INSTRUÇÃO A:
Por favor, substitua "photo" por "image" nos registos, desde a linha que contém "Can you tell me where the black" até ao fim dos registos, inclusive, e reproduza essas linhas sem mais nenhuma alteração. Deixe as imagens de fora da resposta.

EXCERTO DA FONTE:
Alguma recordação especial dessa época?

Ahhhh, claro que é aquele golo na Luz [2 de Outubro de 1994]. Marquei o 1-0 aos 65 minutos, fui expulso por dois amarelos aos 75'' e o Isaías empatou aos 90''. Acabou 1-1, mas marcar aquele golo foi muito bom, libertador. A caminho do balneário, o José Mourinho, naquele estilo que ainda hoje lhe é característico, agarrou-se a mim e gritava para o ar ''és o maior'', ''estás aqui é para marcar'', ''mostraste aos gajos que és bom'', ''deste-lhes uma lição''. Eu só me ria, enquanto os jogadores do Benfica seguiam cabisbaixos, como o treinador [Artur Jorge] e até o presidente [Manuel Damásio]. O Mourinho deixou a porta do balneário aberta e continuou a falar altíssimo, para os do Benfica ouvirem.

Foi bicampeão nacional e depois voltou à Rússia.

Estava cansado e triste. Aconteceram muitas coisas más, como o acidente do Cherbakov [pausa], a morte do Rui Filipe [mais uma pausa]. Bem sei que são coisas que acontecem, mas de certa forma enfraquecem-nos. Por isso quis voltar para casa. E até fui bem-sucedido, no Spartak Moscovo.

Ao lado do Kulkov?

Registos sobre a localização de coisas nomeadas:
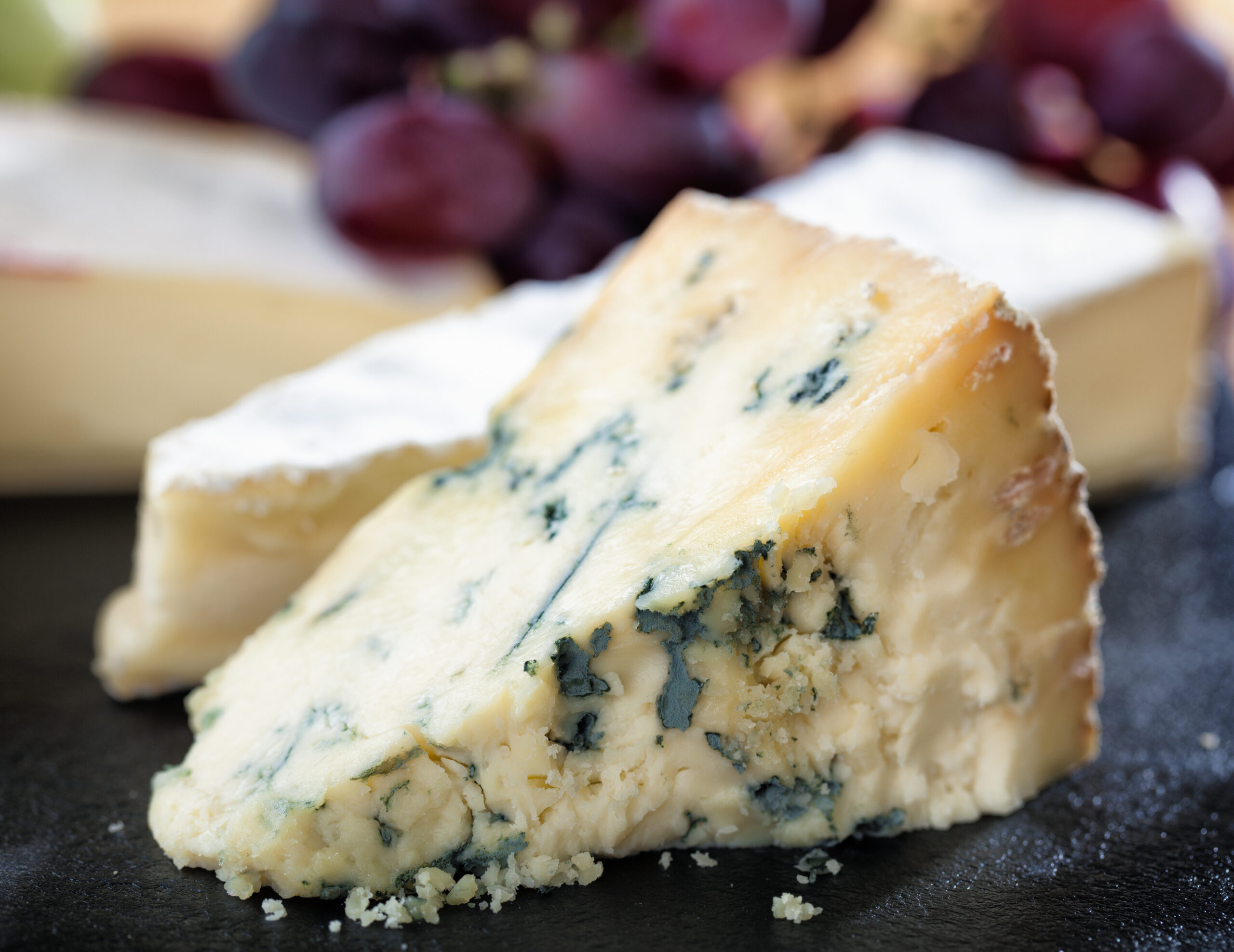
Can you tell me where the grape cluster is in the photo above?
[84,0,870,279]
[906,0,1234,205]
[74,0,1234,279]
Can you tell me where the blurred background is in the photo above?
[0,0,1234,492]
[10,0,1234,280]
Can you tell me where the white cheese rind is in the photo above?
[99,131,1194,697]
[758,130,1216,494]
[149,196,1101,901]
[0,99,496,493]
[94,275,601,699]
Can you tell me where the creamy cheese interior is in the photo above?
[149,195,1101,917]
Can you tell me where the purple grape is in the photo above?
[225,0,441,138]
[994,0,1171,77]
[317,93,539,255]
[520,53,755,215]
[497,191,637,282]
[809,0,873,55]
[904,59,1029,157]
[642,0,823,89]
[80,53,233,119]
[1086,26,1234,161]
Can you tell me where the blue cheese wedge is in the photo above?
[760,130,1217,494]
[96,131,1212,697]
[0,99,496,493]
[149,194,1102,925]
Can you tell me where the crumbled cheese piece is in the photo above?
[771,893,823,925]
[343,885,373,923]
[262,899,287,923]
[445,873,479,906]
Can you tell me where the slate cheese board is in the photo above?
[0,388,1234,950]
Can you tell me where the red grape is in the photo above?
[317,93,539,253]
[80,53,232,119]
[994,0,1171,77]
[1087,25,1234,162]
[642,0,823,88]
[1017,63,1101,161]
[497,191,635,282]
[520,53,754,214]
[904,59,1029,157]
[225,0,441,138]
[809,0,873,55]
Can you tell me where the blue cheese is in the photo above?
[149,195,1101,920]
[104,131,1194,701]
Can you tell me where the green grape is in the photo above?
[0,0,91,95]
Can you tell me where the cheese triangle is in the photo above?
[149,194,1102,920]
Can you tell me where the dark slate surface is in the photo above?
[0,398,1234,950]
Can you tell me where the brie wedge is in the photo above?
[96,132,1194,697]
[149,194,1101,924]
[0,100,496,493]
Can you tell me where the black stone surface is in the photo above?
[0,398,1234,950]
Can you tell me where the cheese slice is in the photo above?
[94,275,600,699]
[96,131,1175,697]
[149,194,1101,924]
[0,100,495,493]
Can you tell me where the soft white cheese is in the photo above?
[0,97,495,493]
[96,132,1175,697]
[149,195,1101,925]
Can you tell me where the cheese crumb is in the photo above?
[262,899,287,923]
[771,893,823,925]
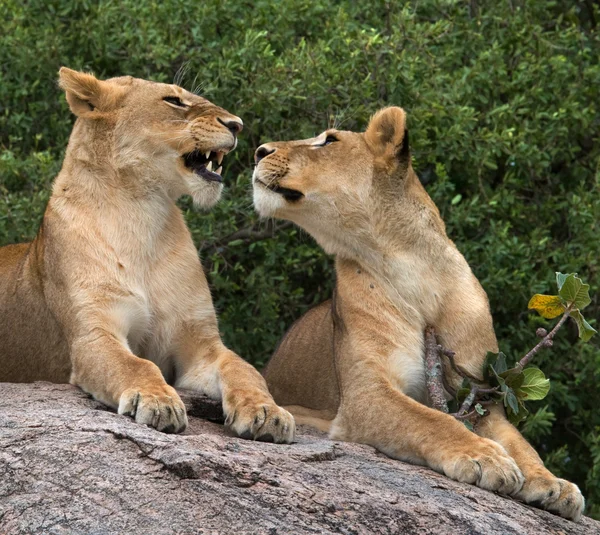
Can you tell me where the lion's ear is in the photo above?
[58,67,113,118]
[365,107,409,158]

INSTRUÇÃO B:
Reescreva de forma mais concisa o parágrafo do excerto que começa por "Estava cansado e triste", mantendo os factos principais.

RESULTADO DO EXERCÍCIO A:
Can you tell me where the black stone surface is in the image above?
[0,398,1234,950]
Can you tell me where the cheese slice is in the image above?
[94,275,600,699]
[96,131,1175,697]
[149,194,1101,924]
[0,100,495,493]
Can you tell me where the soft white cheese is in the image above?
[0,97,495,493]
[96,132,1175,697]
[149,195,1101,925]
Can you tell me where the cheese crumb is in the image above?
[262,899,287,923]
[771,893,823,925]
Can you tell me where the lion's ear is in the image above?
[58,67,113,118]
[365,107,409,158]

RESULTADO DO EXERCÍCIO B:
Cansado e triste depois de acontecimentos que o enfraqueceram, como o acidente do Cherbakov e a morte do Rui Filipe, quis voltar para casa e foi bem-sucedido no Spartak Moscovo.